• _Required task_:
Reproduce exactly the lines below, starting with the line that contains "Task: tag the blurred" and ending with the last line of the records, both included, and nothing else.

○ ○ ○ ○

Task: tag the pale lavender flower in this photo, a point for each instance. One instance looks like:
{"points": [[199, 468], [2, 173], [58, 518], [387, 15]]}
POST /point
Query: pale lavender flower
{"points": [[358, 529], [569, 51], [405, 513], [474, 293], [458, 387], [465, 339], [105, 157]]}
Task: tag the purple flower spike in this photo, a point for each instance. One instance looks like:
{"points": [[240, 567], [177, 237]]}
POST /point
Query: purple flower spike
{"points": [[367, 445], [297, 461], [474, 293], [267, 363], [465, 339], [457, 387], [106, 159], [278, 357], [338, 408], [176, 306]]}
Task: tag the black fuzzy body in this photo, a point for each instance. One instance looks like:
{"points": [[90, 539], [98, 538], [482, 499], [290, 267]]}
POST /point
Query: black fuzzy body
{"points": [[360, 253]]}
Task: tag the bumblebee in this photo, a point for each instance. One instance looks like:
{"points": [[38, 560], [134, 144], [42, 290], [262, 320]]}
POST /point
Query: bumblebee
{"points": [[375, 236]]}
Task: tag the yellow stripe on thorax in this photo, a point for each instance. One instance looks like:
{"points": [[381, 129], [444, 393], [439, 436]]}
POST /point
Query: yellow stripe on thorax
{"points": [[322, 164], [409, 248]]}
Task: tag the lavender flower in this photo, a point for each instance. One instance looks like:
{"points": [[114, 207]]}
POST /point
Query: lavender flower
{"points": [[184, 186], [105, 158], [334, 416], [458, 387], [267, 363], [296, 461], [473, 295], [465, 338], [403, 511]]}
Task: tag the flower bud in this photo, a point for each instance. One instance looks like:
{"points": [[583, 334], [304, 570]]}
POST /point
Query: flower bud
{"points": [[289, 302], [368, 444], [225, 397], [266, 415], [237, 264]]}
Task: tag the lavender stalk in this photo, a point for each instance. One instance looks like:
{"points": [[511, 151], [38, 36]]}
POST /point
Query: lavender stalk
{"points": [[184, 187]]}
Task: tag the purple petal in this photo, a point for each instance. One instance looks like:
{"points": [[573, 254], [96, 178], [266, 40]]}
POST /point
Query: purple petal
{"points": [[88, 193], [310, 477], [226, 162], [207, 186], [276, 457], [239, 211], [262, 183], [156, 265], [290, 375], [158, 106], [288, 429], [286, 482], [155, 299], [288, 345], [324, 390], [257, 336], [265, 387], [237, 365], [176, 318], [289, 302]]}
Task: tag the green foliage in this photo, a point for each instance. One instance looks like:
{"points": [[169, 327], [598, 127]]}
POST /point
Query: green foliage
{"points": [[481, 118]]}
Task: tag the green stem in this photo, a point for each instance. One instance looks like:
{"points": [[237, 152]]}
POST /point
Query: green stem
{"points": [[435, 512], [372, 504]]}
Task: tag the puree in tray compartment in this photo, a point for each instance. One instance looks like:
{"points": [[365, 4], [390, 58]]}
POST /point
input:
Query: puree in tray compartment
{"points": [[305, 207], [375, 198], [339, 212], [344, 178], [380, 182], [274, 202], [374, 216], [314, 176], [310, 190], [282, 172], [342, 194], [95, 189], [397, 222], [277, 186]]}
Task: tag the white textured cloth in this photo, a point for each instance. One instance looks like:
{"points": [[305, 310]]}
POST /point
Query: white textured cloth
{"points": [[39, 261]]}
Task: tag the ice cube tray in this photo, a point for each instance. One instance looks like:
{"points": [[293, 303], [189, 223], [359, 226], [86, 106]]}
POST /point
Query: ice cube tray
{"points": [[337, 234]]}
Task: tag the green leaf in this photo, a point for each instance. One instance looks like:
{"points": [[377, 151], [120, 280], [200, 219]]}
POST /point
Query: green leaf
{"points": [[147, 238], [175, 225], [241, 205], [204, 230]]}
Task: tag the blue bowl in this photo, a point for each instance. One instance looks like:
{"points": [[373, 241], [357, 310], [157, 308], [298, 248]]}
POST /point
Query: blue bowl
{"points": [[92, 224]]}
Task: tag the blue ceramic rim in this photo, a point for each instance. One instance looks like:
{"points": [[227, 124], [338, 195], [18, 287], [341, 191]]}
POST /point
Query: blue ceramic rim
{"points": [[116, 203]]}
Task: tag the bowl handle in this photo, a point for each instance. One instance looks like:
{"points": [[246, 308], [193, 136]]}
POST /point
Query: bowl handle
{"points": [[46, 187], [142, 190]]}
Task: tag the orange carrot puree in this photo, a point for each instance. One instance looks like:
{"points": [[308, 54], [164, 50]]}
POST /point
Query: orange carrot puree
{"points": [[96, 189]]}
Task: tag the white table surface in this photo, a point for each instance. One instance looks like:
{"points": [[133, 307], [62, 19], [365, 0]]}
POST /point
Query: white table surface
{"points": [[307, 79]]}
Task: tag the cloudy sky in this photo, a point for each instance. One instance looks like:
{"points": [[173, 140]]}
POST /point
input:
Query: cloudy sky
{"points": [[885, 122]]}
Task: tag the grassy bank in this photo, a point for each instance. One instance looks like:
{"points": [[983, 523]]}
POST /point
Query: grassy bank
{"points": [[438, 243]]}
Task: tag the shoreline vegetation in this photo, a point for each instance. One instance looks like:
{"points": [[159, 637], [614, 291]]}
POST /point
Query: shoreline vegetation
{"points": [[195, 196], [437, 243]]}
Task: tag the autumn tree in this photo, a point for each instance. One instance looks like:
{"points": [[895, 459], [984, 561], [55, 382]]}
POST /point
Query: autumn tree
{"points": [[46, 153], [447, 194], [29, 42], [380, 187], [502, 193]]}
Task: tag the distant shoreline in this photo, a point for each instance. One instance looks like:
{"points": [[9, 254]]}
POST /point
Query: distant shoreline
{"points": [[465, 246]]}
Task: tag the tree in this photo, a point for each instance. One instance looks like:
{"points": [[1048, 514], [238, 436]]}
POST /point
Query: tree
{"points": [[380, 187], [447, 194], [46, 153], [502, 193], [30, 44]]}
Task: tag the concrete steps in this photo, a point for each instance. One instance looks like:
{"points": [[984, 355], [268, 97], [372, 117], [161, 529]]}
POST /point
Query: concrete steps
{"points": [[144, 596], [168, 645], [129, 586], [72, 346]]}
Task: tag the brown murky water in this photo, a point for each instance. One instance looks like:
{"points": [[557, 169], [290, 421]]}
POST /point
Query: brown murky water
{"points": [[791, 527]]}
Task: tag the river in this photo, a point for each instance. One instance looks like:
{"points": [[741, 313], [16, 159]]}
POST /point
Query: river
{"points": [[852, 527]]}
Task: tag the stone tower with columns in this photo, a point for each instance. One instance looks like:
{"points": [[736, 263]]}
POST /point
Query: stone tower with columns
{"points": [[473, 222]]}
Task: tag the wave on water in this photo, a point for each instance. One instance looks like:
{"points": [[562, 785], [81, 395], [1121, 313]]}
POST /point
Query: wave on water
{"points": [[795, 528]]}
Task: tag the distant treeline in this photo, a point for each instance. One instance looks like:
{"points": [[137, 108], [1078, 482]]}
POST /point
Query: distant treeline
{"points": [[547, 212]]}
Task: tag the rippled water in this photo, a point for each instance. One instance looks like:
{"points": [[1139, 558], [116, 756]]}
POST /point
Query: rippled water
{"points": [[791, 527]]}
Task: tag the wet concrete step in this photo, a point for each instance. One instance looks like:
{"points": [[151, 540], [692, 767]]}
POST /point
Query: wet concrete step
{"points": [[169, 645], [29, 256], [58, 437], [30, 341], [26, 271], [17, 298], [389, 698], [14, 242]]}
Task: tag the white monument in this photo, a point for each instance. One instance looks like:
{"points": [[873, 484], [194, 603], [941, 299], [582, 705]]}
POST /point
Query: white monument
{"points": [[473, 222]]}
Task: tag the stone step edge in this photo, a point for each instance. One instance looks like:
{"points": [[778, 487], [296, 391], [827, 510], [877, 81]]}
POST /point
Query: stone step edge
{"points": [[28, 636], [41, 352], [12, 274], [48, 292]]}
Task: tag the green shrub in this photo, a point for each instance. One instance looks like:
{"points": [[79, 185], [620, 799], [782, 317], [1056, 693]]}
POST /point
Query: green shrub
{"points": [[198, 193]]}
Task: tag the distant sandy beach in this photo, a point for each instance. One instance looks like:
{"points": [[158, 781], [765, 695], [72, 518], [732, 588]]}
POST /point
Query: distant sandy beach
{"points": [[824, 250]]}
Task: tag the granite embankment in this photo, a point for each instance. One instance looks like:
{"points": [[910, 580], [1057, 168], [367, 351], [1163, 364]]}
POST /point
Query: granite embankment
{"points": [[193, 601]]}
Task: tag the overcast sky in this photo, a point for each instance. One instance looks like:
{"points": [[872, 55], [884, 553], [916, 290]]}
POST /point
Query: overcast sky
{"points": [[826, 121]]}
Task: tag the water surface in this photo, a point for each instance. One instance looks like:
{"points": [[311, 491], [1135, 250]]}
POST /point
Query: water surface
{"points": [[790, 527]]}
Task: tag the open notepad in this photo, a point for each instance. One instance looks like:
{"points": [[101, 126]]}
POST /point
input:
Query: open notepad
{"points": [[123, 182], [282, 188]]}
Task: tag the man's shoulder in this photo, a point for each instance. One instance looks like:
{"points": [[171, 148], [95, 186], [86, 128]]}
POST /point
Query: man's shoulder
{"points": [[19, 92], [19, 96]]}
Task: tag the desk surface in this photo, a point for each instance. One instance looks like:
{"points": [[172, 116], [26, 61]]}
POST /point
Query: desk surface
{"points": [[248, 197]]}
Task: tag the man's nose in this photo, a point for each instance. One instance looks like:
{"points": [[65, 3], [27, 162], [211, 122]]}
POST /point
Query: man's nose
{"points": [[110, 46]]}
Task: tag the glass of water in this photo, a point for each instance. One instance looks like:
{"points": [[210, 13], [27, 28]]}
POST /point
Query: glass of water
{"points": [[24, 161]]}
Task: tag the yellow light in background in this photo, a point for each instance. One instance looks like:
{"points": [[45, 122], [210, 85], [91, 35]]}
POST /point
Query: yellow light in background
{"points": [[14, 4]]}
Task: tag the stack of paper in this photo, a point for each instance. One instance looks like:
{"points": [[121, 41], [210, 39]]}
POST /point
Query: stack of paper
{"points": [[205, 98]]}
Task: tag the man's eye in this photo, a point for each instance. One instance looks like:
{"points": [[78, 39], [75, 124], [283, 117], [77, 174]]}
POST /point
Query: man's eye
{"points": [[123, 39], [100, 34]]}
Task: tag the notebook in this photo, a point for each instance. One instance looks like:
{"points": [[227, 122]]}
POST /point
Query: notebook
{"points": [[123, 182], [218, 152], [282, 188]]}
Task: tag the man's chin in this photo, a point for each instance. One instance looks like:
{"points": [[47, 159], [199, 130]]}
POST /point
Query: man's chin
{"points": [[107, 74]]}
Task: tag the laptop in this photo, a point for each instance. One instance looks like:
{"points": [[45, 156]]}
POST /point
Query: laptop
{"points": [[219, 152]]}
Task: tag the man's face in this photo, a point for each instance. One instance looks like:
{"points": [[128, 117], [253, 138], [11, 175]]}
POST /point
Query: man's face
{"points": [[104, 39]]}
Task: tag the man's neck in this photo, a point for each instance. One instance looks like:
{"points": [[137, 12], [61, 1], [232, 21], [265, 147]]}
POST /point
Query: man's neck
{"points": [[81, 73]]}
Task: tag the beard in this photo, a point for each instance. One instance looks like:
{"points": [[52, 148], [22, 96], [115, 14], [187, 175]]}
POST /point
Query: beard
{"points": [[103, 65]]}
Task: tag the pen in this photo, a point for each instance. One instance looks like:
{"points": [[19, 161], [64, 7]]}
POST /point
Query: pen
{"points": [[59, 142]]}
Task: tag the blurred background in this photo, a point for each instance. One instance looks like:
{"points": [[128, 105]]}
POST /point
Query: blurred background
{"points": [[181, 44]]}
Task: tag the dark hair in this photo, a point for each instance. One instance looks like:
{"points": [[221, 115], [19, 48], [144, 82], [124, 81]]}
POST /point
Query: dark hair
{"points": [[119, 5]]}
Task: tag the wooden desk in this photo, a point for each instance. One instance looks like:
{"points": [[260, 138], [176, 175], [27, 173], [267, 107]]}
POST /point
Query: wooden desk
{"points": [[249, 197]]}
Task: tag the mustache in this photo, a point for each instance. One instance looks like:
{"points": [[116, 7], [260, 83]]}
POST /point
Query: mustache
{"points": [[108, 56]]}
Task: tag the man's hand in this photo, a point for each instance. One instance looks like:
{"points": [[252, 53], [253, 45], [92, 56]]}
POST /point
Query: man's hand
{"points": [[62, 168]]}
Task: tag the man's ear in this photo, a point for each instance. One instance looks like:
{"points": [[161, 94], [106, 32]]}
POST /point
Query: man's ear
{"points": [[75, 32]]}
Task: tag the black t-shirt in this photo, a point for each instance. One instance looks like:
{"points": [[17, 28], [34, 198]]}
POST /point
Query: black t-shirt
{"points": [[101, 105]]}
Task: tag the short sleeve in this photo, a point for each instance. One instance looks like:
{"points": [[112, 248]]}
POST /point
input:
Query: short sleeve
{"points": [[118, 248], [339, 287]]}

○ ○ ○ ○

• _Exercise output_:
Task: tag the blurred background in this photo, a point for each instance. One instance looks like:
{"points": [[128, 105]]}
POST /point
Query: blurred background
{"points": [[181, 44]]}
Task: tag the dark hair in this photo, a point for each instance. One instance looks like:
{"points": [[221, 115], [19, 48], [144, 82], [124, 81]]}
POST /point
Query: dark hair
{"points": [[119, 5]]}
Task: tag the wooden desk in this photo, a point for each instance. One instance looks like:
{"points": [[260, 138], [176, 175], [27, 173], [267, 107]]}
POST /point
Query: wooden desk
{"points": [[249, 197]]}
Task: tag the mustache in this photo, a point for each instance. One instance looks like:
{"points": [[116, 7], [260, 83]]}
POST /point
Query: mustache
{"points": [[108, 56]]}
Task: tag the man's hand in this photo, a point for each instance. One instance looks like:
{"points": [[252, 53], [253, 45], [92, 56]]}
POST /point
Query: man's hand
{"points": [[62, 168]]}
Task: tag the man's ear in this photo, a point for each instance. One instance looks like:
{"points": [[161, 94], [106, 32]]}
POST /point
Query: man's ear
{"points": [[75, 32]]}
Task: tag the black t-shirt in this photo, a point for each instance. One instance looks like:
{"points": [[17, 28], [34, 198]]}
POST /point
Query: black t-shirt
{"points": [[101, 105]]}
Task: tag the short sleeve in this photo, a point for each instance. One instance looks like:
{"points": [[112, 248]]}
POST /point
input:
Query: short sleeve
{"points": [[118, 248], [339, 287]]}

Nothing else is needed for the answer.